▶ [Brief A]:
Answer these questions using the essay on prison abuse and indoctrination:
(i) What singer and song does the opening quote come from?
(ii) Who is quoted as saying they are "taken aback" at the indoctrination and propaganda in the United States?
(iii) In what year did the first attack on the World Trade Center happen, according to the essay?
▶ [Brief B]: In the essay on prison abuse and indoctrination, copy word for word the part that starts with the words containing "I'm told over" and ends with "mean, Donald Rumsfeld.".

Please forgive us, we didn't know
I wouldn't blame you if you never could, and you never will"
-Natalie Merchant, "Please
Forgive Us"
It's interesting to witness how much
outrage--on all sides of the political spectrum--has been provoked
by the prison abuse photos. But where are the calls for investigations
and displays of righteous morality as taxpayer-subsidized American
bombs blow Iraqi and Afghani babies to bits each and every day?
The standard answer to such
a question typically involves some kind of special dispensation
being granted to the American populace for "not knowing"
what is being done in their name. "Cut them some slack,"
I'm told over and over...but the same people who scold me are
not cutting any slack in their calls for heads to roll over the
prison abuse scandal: If Rumsfeld knew, goes the mantra, he was
culpable. If he didn't know, well, that's just as bad.
Well, hat equation works for
me, but not just for Ronald Dumsfeld...I mean, Donald Rumsfeld.
The U.S. government is responsible for unspeakable horrors at
home and across the globe and has been since it came into existence.
Simple logic: If the U.S. taxpayers are aware of these reprehensible
actions, those taxpayers are at fault. If they didn't know, well,
that's just as bad. There are no innocent bystanders when your
money and/or rhetoric support the world's most powerful military.
"I'm still taken aback
at the extent of indoctrination and propaganda in the United
States," declares Arundhati Roy. "It is as if people
there are being reared in a sort of altered reality, like broiler
chickens or pigs in a pen."
I recently dug out something
I wrote on the topic of indoctrination...shortly after the first
attack on the World Trade Center in 1993: "Quite often,
I'll make a statement that utilizes basic reason that would be
familiar and understandable to a 10-year-old and I am treated
as if I am speaking some long-forgotten language. Educated, well-read
individuals simply cannot comprehend what I am saying. For example,
when a Muslim got arrested for the WTC bombing, people around
me spouted such predictable bile as 'Deport all Arabs,' 'We should
nuke the entire Middle East,' and 'Israel would know how to deal
with this.' Well, rather than ignore such frightening oratory,
I responded with something like: 'We have demonized the Muslims
as dangerous fanatics, subsidized Israel's military with billions
of taxpayer dollars, blocked all progress towards a Middle East
peace settlement, slaughtered hundreds of thousands of Iraqis
in an illegal war, banned 'Arab-looking' people from air travel
during that so-called war, and we're surprised and stunned if
something is done in retaliation? When you cut off all political
and diplomatic channels, the only course left is violence. And
isn't it funny that when they do it, it's called 'terrorism.'
But when the U.S. or Israel does it, it's called 'retaliation.'
Well, the reaction I got wasn't even anger. It was indifference.

Dataset records
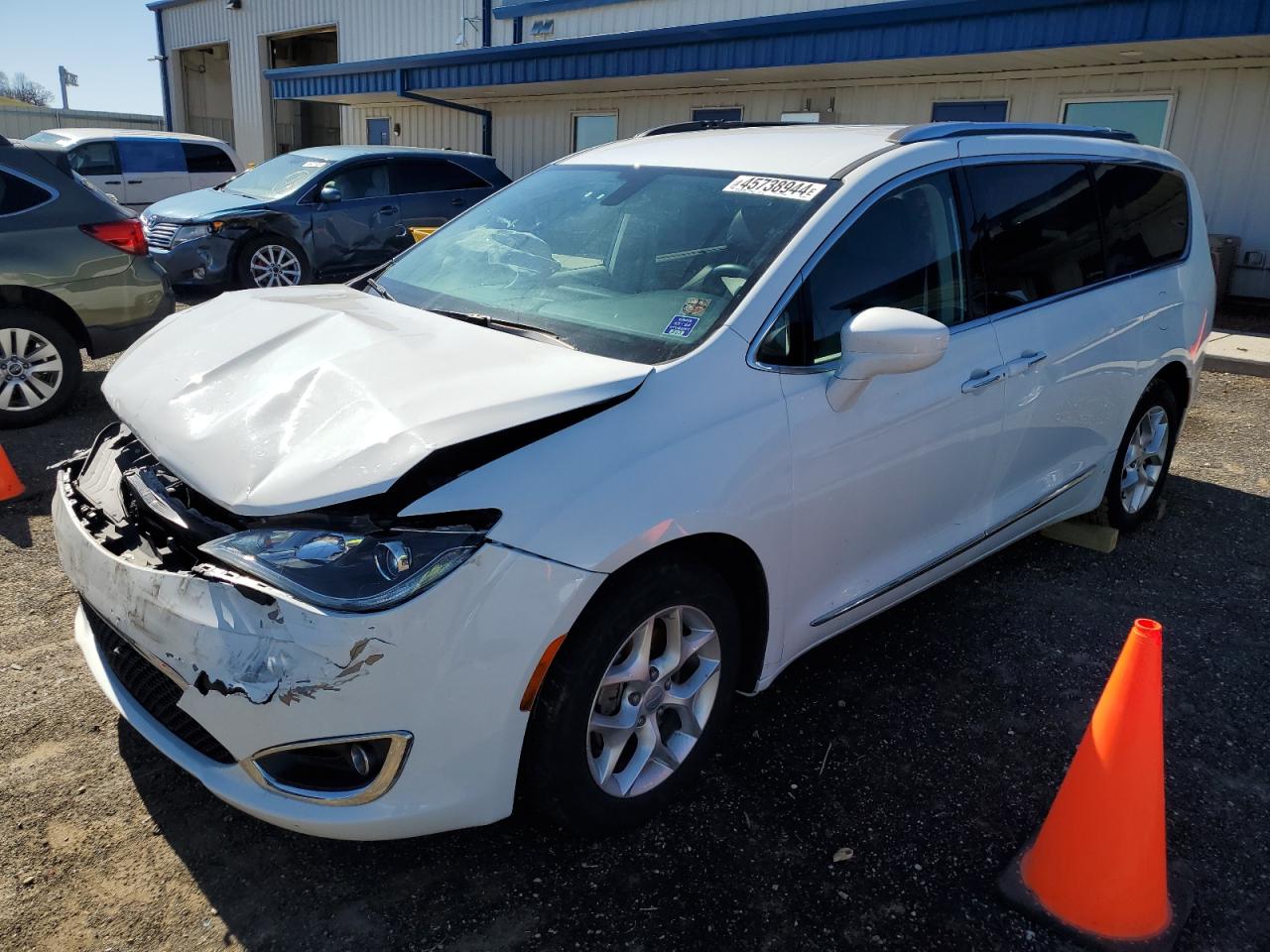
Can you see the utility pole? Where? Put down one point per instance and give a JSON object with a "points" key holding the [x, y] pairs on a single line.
{"points": [[66, 79]]}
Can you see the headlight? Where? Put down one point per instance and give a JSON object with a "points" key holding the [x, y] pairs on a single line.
{"points": [[348, 570], [187, 232]]}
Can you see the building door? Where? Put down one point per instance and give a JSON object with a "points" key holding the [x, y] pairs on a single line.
{"points": [[970, 111], [376, 132]]}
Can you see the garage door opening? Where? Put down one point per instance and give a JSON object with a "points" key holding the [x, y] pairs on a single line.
{"points": [[299, 123], [204, 76]]}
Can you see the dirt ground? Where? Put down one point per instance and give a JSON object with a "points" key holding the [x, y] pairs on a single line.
{"points": [[928, 743]]}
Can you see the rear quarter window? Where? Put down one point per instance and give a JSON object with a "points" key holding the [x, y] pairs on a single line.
{"points": [[206, 158], [18, 194], [150, 155], [1146, 216]]}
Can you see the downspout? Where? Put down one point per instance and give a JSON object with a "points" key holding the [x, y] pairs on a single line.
{"points": [[486, 117], [163, 71]]}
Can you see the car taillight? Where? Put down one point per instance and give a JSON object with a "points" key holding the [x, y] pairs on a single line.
{"points": [[125, 235]]}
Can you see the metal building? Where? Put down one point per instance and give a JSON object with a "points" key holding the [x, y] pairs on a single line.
{"points": [[532, 80]]}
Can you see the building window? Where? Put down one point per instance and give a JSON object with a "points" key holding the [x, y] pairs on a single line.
{"points": [[970, 111], [1146, 117], [593, 130], [725, 113]]}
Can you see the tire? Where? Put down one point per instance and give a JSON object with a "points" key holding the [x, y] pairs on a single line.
{"points": [[1142, 461], [566, 756], [40, 367], [271, 262]]}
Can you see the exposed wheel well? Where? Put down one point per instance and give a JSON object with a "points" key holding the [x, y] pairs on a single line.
{"points": [[743, 572], [1174, 375], [37, 299]]}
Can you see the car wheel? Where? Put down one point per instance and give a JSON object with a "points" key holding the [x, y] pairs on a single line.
{"points": [[1142, 460], [40, 367], [636, 698], [271, 262]]}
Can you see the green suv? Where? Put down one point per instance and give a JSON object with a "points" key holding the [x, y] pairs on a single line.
{"points": [[73, 273]]}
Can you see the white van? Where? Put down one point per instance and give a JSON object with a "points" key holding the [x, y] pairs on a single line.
{"points": [[526, 508], [140, 167]]}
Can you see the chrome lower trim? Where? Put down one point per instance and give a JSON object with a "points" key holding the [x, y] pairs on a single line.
{"points": [[399, 746], [952, 553]]}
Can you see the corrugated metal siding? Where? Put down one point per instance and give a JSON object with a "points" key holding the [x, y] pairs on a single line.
{"points": [[19, 122], [1220, 123], [367, 30]]}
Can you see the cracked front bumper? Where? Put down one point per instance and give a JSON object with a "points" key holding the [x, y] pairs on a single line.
{"points": [[452, 669]]}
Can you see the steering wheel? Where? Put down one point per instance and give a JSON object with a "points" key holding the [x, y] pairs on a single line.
{"points": [[712, 280]]}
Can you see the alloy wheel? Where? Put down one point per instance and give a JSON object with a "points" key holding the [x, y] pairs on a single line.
{"points": [[654, 701], [1143, 460], [31, 370], [275, 266]]}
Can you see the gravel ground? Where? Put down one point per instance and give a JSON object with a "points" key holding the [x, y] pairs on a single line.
{"points": [[928, 743]]}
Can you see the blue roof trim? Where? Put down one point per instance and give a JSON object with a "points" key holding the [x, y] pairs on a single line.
{"points": [[887, 31]]}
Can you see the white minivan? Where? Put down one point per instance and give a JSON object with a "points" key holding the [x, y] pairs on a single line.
{"points": [[526, 508], [141, 167]]}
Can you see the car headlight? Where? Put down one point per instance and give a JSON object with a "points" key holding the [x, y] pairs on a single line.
{"points": [[344, 570], [187, 232]]}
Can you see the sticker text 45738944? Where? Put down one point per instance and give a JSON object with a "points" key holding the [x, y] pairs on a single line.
{"points": [[779, 188]]}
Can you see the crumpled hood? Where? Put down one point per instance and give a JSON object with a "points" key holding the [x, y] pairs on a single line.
{"points": [[290, 399], [202, 203]]}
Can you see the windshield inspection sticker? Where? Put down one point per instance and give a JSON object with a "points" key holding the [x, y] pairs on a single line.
{"points": [[681, 325], [780, 188]]}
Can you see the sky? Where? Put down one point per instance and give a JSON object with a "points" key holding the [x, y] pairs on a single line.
{"points": [[105, 42]]}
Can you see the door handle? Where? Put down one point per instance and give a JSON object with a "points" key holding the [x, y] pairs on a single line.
{"points": [[983, 380], [1024, 363]]}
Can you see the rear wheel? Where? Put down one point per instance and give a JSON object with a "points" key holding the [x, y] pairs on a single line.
{"points": [[40, 367], [635, 701], [1142, 460], [271, 262]]}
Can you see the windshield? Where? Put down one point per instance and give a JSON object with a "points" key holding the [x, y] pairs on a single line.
{"points": [[633, 263], [277, 178]]}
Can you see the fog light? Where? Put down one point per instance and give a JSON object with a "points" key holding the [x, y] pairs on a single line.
{"points": [[339, 772]]}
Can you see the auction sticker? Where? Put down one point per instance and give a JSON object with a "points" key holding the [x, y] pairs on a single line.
{"points": [[681, 325], [779, 188]]}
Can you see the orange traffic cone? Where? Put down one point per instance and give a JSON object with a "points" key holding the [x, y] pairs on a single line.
{"points": [[10, 486], [1098, 866]]}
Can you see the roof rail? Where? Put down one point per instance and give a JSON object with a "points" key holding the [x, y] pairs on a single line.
{"points": [[929, 131], [702, 125]]}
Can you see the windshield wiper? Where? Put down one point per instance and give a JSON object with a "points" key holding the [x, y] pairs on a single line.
{"points": [[525, 330], [379, 290]]}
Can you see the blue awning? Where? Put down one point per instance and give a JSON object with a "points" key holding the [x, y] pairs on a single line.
{"points": [[897, 30]]}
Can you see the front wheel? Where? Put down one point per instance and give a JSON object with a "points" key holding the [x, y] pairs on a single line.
{"points": [[271, 262], [40, 367], [635, 699], [1142, 460]]}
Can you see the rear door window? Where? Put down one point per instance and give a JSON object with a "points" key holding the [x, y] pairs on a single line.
{"points": [[416, 176], [1037, 229], [95, 159], [1146, 216], [19, 194], [150, 155], [206, 158]]}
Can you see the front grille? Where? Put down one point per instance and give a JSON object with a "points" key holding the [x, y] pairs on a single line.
{"points": [[159, 234], [153, 689]]}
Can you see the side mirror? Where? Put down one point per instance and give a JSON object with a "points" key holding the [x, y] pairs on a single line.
{"points": [[883, 340]]}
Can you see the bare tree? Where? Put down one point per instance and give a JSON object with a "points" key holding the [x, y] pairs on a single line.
{"points": [[24, 90]]}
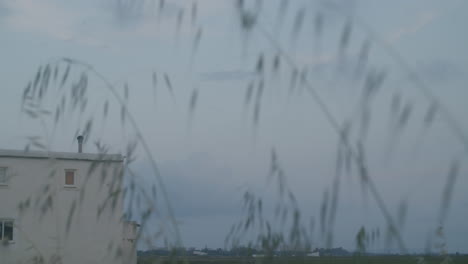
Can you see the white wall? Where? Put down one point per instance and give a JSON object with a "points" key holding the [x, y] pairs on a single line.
{"points": [[44, 233]]}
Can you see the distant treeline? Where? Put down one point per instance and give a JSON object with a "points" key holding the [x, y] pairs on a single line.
{"points": [[239, 251]]}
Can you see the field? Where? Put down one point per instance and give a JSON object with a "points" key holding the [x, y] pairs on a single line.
{"points": [[309, 260]]}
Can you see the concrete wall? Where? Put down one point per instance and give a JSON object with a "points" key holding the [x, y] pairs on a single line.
{"points": [[41, 227]]}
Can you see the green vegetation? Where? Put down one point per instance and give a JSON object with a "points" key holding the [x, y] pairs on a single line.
{"points": [[462, 259]]}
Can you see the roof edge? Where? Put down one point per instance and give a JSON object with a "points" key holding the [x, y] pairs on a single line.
{"points": [[8, 153]]}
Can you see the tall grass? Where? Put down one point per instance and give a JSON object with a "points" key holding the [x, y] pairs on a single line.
{"points": [[69, 80]]}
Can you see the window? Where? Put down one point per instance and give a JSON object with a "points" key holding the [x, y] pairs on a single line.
{"points": [[70, 179], [6, 230], [3, 176]]}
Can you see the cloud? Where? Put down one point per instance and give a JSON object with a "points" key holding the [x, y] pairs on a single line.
{"points": [[440, 70], [422, 20]]}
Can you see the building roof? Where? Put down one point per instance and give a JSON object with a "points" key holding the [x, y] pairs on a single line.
{"points": [[7, 153]]}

▶ [Task solution A]:
(i) Natalie Merchant, "Please Forgive Us"
(ii) Arundhati Roy
(iii) 1993

▶ [Task solution B]:
I'm told over and over...but the same people who scold me are
not cutting any slack in their calls for heads to roll over the
prison abuse scandal: If Rumsfeld knew, goes the mantra, he was
culpable. If he didn't know, well, that's just as bad.
Well, hat equation works for
me, but not just for Ronald Dumsfeld...I mean, Donald Rumsfeld.